[Coordinate annotation records]
>>>
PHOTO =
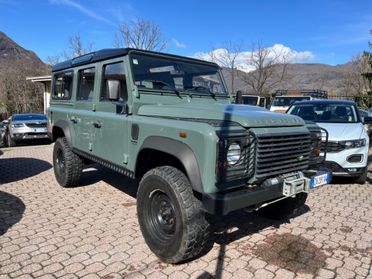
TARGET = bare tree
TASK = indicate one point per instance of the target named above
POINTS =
(76, 48)
(227, 57)
(353, 82)
(269, 69)
(52, 60)
(142, 34)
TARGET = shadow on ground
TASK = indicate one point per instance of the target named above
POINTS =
(95, 173)
(33, 142)
(11, 211)
(15, 169)
(230, 228)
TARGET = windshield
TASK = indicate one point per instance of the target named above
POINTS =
(332, 113)
(160, 73)
(288, 101)
(249, 100)
(23, 117)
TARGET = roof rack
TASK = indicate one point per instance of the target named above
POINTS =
(316, 93)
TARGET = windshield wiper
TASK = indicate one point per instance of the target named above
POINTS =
(197, 89)
(164, 84)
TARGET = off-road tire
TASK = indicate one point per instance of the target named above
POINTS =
(67, 165)
(10, 142)
(284, 208)
(170, 216)
(362, 179)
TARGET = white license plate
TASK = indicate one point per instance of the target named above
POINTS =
(321, 179)
(40, 130)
<<<
→ **GIVEN TASK**
Reproduce every line of the records above word for word, leaving out the pictures.

→ **RESULT FOR THIS TASK**
PHOTO =
TARGET = bare tree
TASK = indicate one point per instance of the target named above
POINTS =
(76, 48)
(227, 57)
(353, 82)
(269, 69)
(52, 60)
(142, 34)
TARGET = shadow on ground
TASK = indicate one point per instance of the target named above
POINTS =
(95, 173)
(33, 142)
(11, 211)
(15, 169)
(230, 228)
TARGET = windshield
TASK = indicate one point per instance of the target named above
POINTS =
(332, 113)
(160, 73)
(288, 101)
(249, 100)
(23, 117)
TARGET = roof rack
TASK = indicate one point per instance of the target named above
POINTS =
(316, 93)
TARGET = windshield wiper
TASK = indicate one point per instance of the target named above
POINTS =
(197, 89)
(164, 84)
TARGET = off-road tire
TASK = indicate one point per instance of the target named above
POINTS =
(67, 165)
(10, 142)
(284, 208)
(170, 216)
(362, 179)
TARGET = white license plate
TASK = indicate one point per instance of the target named above
POINTS =
(321, 179)
(40, 130)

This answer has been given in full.